**What the task requires:** What you return must match the records below exactly, down to each character.

####

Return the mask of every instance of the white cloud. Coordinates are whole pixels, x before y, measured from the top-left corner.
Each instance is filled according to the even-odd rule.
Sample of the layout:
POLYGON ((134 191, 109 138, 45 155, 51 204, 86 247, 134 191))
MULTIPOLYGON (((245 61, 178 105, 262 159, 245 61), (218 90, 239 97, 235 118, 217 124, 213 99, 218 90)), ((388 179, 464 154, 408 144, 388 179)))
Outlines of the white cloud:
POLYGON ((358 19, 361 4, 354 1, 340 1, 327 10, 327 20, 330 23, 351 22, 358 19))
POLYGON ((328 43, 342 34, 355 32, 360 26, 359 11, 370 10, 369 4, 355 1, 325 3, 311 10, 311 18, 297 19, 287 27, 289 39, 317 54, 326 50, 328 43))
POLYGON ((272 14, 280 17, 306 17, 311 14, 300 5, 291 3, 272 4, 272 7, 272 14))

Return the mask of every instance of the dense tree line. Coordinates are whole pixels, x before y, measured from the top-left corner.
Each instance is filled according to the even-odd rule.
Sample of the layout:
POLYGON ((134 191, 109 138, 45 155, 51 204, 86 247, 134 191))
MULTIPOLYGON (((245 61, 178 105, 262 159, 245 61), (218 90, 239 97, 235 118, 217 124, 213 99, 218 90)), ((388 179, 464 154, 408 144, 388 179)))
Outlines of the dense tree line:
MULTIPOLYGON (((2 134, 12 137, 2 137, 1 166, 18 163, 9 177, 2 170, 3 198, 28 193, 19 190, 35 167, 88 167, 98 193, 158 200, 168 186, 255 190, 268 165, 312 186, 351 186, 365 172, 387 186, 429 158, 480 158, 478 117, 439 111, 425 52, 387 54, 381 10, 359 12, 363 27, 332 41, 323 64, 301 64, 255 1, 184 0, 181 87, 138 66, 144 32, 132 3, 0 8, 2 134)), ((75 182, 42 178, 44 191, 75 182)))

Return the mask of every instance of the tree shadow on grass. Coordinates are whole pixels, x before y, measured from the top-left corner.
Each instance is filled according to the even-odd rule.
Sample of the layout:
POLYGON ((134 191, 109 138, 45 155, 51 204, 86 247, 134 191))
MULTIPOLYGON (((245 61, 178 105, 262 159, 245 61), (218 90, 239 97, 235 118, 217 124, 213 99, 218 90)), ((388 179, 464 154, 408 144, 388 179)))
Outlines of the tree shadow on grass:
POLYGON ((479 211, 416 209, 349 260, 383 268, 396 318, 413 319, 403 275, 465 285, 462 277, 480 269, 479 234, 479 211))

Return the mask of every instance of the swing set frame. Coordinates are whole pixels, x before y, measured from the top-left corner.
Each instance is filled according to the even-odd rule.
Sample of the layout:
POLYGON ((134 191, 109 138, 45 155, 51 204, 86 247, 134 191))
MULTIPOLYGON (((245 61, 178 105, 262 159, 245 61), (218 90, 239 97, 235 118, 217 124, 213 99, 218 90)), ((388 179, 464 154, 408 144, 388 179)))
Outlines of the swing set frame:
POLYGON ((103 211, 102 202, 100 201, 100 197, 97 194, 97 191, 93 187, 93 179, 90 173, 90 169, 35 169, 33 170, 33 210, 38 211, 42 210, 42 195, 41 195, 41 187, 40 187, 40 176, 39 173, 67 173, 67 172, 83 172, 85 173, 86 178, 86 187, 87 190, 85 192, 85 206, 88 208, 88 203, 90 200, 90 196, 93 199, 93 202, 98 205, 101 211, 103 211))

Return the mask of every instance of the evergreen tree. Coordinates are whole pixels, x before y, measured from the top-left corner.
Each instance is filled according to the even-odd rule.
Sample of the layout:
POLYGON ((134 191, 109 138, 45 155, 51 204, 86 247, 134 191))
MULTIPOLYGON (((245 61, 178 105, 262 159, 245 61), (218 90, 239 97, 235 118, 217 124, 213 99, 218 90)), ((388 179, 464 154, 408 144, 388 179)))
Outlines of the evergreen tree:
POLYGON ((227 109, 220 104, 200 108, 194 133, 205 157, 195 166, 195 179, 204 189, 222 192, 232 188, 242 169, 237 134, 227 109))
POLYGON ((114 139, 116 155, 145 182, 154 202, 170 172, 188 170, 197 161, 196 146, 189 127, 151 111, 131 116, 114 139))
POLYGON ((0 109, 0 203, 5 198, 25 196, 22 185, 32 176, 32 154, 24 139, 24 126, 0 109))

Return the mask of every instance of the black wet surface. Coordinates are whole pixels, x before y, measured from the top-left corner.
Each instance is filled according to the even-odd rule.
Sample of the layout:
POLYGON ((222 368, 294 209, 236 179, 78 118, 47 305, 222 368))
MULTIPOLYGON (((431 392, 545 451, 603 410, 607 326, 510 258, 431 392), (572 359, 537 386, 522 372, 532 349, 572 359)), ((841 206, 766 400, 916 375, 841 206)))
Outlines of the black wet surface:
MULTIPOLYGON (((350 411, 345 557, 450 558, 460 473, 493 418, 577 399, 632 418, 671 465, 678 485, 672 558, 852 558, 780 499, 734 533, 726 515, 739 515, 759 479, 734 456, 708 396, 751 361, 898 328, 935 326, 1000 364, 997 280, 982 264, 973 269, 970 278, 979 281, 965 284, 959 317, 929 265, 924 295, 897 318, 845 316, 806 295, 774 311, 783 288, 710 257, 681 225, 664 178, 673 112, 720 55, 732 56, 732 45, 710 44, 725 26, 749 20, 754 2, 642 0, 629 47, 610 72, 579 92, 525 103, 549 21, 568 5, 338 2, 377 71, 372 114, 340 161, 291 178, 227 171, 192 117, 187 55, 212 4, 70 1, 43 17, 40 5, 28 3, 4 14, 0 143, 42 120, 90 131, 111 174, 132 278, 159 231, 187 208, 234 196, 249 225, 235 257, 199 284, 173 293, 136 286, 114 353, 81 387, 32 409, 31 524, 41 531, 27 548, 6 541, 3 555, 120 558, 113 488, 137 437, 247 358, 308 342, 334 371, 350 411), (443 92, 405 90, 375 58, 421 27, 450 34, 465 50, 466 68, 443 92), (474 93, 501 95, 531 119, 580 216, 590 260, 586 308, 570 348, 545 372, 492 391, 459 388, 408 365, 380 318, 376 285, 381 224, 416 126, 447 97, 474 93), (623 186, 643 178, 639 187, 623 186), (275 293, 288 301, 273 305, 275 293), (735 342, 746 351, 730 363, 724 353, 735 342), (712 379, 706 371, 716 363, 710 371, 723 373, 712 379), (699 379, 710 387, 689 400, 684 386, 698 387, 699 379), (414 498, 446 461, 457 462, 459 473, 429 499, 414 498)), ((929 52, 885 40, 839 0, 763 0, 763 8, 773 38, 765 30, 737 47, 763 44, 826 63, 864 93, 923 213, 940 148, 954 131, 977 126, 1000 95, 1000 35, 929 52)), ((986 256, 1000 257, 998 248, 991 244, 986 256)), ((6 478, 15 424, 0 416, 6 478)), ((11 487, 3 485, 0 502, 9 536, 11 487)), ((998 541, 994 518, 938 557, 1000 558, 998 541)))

####

**Answer for this exercise:**
Return the mask of every instance of the white cloud. Coordinates are whole pixels, x before y, measured from the top-left corner.
Each instance is filled according to the even-odd rule.
Sample of the layout:
POLYGON ((134 191, 109 138, 45 155, 51 204, 86 247, 134 191))
MULTIPOLYGON (((245 61, 178 105, 262 159, 245 61), (218 90, 239 97, 235 118, 217 124, 213 99, 218 90)), ((388 179, 464 154, 408 144, 388 179)))
Outlines of the white cloud:
POLYGON ((358 19, 361 4, 354 1, 340 1, 327 10, 327 20, 330 23, 351 22, 358 19))
POLYGON ((328 43, 342 34, 355 32, 360 26, 359 11, 370 10, 369 4, 355 1, 325 3, 311 10, 311 18, 297 19, 287 27, 289 39, 317 54, 326 50, 328 43))
POLYGON ((272 14, 280 17, 306 17, 311 14, 300 5, 291 3, 272 4, 272 7, 272 14))

Return the mask of every instance of the dense tree line. Coordinates are whole pixels, x before y, measured from the top-left corner.
Each instance is filled according to the even-odd rule.
Sample of the layout:
POLYGON ((134 191, 109 138, 45 155, 51 204, 86 247, 134 191))
MULTIPOLYGON (((245 61, 178 105, 262 159, 245 61), (218 90, 239 97, 235 118, 217 124, 213 99, 218 90)), ((388 179, 464 154, 408 144, 388 179)))
Outlines of the dense tree line:
MULTIPOLYGON (((2 134, 12 137, 2 137, 1 166, 18 163, 9 177, 2 170, 3 198, 28 193, 19 190, 35 167, 88 167, 98 193, 158 200, 168 186, 255 190, 268 165, 312 186, 351 186, 365 172, 387 186, 429 158, 480 158, 478 117, 439 111, 425 52, 387 54, 381 10, 359 12, 363 27, 332 41, 323 64, 301 64, 255 1, 184 0, 181 87, 138 66, 144 32, 132 3, 0 8, 2 134)), ((75 182, 42 178, 44 191, 75 182)))

Return the mask of every instance of the tree shadow on grass. Coordinates are whole pixels, x before y, measured from the top-left corner.
Each instance is filled according to the even-odd rule.
Sample of the layout:
POLYGON ((134 191, 109 138, 45 155, 51 204, 86 247, 134 191))
MULTIPOLYGON (((245 61, 178 105, 262 159, 245 61), (218 90, 239 97, 235 118, 217 124, 213 99, 218 90)), ((388 179, 464 154, 408 144, 388 179)))
Outlines of the tree shadow on grass:
POLYGON ((479 211, 416 209, 349 260, 383 268, 396 318, 413 319, 403 275, 465 285, 462 277, 480 269, 479 234, 479 211))

Return the mask of every instance of the swing set frame. Coordinates are whole pixels, x before y, measured from the top-left corner.
Each instance is filled according to the even-odd rule.
Sample of the layout:
POLYGON ((134 191, 109 138, 45 155, 51 204, 86 247, 134 191))
MULTIPOLYGON (((245 61, 178 105, 262 159, 245 61), (218 90, 239 97, 235 118, 217 124, 213 99, 218 90)), ((388 179, 464 154, 408 144, 388 179)))
Outlines of the swing set frame:
POLYGON ((103 211, 102 202, 100 201, 100 197, 97 194, 97 191, 93 187, 93 179, 90 173, 90 169, 35 169, 33 170, 33 210, 38 211, 42 210, 42 195, 41 195, 41 187, 40 187, 40 176, 39 173, 67 173, 67 172, 83 172, 85 173, 86 178, 86 187, 87 190, 85 192, 85 206, 88 208, 88 203, 90 200, 90 196, 93 199, 93 202, 98 205, 101 211, 103 211))

Return the mask of every instance of the evergreen tree. Coordinates are whole pixels, x before y, measured from the top-left corner.
Each instance is filled according to the even-odd rule.
Sample of the layout:
POLYGON ((134 191, 109 138, 45 155, 51 204, 86 247, 134 191))
MULTIPOLYGON (((245 61, 178 105, 262 159, 245 61), (218 90, 239 97, 235 118, 217 124, 213 99, 218 90)), ((388 179, 464 154, 408 144, 388 179)))
Outlines of the evergreen tree:
POLYGON ((227 109, 220 104, 200 108, 194 133, 205 157, 195 166, 195 179, 204 189, 222 192, 232 188, 242 169, 237 134, 227 109))
POLYGON ((114 139, 116 155, 145 182, 154 202, 170 172, 188 170, 197 161, 196 146, 189 127, 151 111, 131 116, 114 139))
POLYGON ((0 109, 0 203, 5 198, 25 196, 22 185, 32 176, 32 154, 24 139, 24 126, 0 109))

Return the mask of every instance of the black wet surface. Coordinates are whole pixels, x before y, measured from the top-left corner.
Each instance is filled according to the even-odd rule.
Sample of the layout:
POLYGON ((222 368, 294 209, 236 179, 78 118, 47 305, 222 368))
MULTIPOLYGON (((431 392, 545 451, 603 410, 607 326, 510 258, 431 392), (572 359, 537 386, 522 372, 532 349, 572 359)), ((841 206, 766 400, 916 375, 841 206)))
Outlines of the black wet surface:
MULTIPOLYGON (((350 411, 345 557, 450 558, 460 473, 493 418, 577 399, 632 418, 671 465, 678 485, 672 558, 852 558, 780 499, 734 533, 726 515, 739 515, 759 479, 734 456, 708 396, 751 361, 898 328, 935 326, 1000 364, 997 280, 982 264, 973 269, 970 278, 979 281, 965 284, 959 317, 929 265, 924 295, 897 318, 845 316, 806 295, 774 311, 783 288, 710 257, 681 225, 664 178, 673 112, 720 55, 732 56, 732 45, 710 44, 725 26, 749 20, 754 2, 642 0, 629 47, 610 72, 579 92, 525 103, 549 21, 568 5, 338 2, 377 71, 372 114, 340 161, 291 178, 227 171, 192 117, 187 55, 212 4, 70 1, 43 17, 40 5, 28 3, 4 14, 0 143, 42 120, 90 131, 111 174, 132 278, 159 231, 187 208, 234 196, 249 225, 235 257, 199 284, 173 293, 136 286, 114 353, 81 387, 32 409, 31 524, 41 531, 27 548, 6 541, 3 555, 120 558, 113 488, 137 437, 247 358, 308 342, 334 371, 350 411), (443 92, 405 90, 375 58, 421 27, 450 34, 465 50, 466 68, 443 92), (474 93, 501 95, 531 119, 580 216, 590 260, 586 308, 570 348, 545 372, 492 391, 459 388, 408 365, 380 318, 376 285, 381 224, 416 126, 447 97, 474 93), (623 186, 643 178, 639 187, 623 186), (275 293, 288 301, 273 305, 275 293), (735 342, 746 351, 730 363, 724 353, 735 342), (712 379, 706 371, 716 363, 710 371, 723 373, 712 379), (699 379, 710 387, 689 400, 684 386, 698 387, 699 379), (414 498, 446 461, 457 462, 459 473, 429 499, 414 498)), ((929 52, 885 40, 839 0, 763 0, 763 8, 773 38, 765 30, 737 47, 763 44, 826 63, 864 93, 923 213, 940 148, 954 131, 977 126, 1000 95, 1000 35, 929 52)), ((986 256, 1000 257, 998 248, 991 244, 986 256)), ((6 478, 15 424, 0 416, 6 478)), ((11 487, 3 485, 0 502, 9 536, 11 487)), ((998 541, 994 518, 938 557, 1000 558, 998 541)))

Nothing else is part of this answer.